* Directions
Pick out each line below that contains the word "instance" and copy it unchanged.

* Material provided

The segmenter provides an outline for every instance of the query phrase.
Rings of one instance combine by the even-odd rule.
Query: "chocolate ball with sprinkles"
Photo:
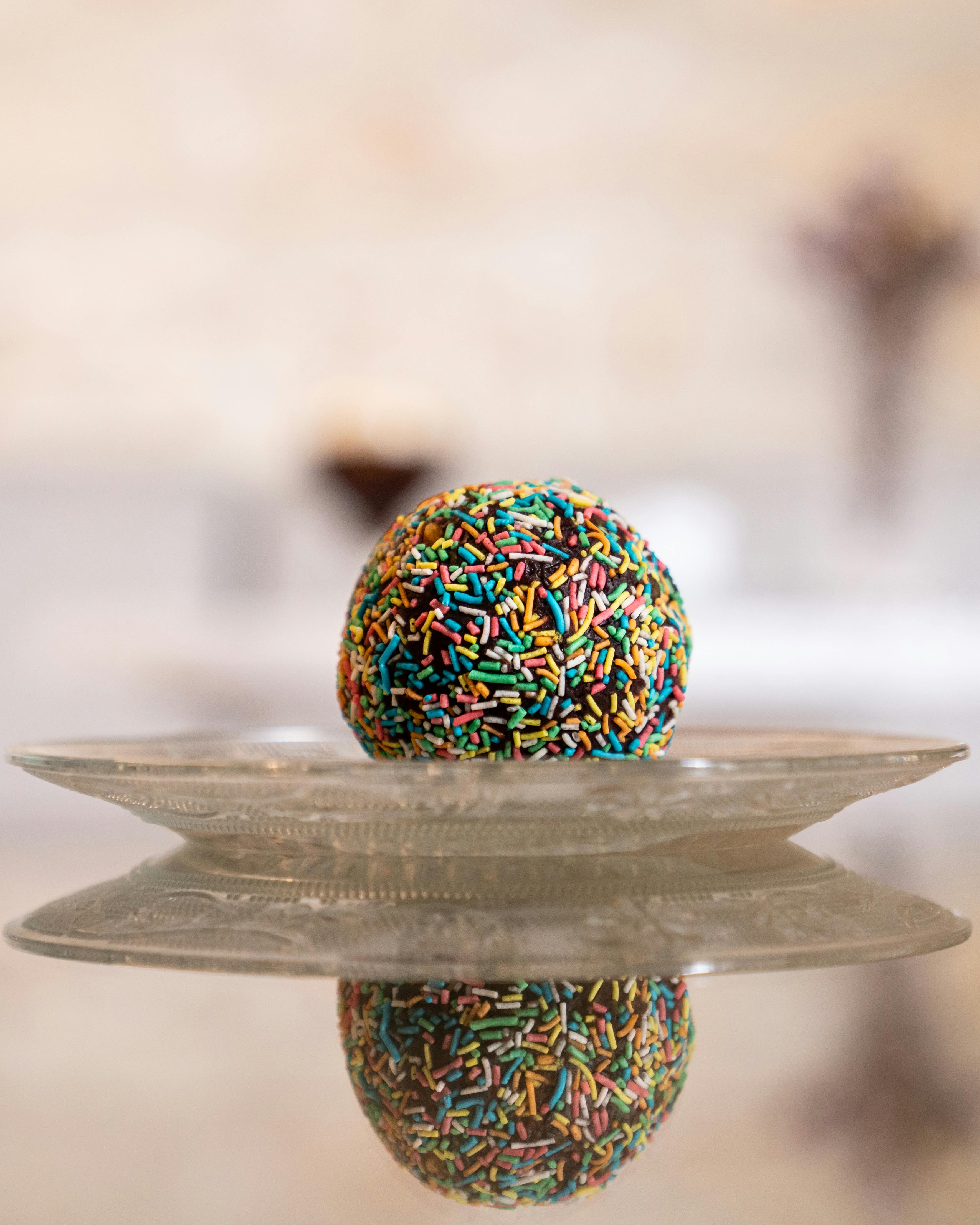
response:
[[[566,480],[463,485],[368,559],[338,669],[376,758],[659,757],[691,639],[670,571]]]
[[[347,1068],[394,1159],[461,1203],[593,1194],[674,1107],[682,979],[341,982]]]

* Problem solution
The segmenter provides an outline for every instance of the query phrase.
Rings of one instance combine by the even-odd rule.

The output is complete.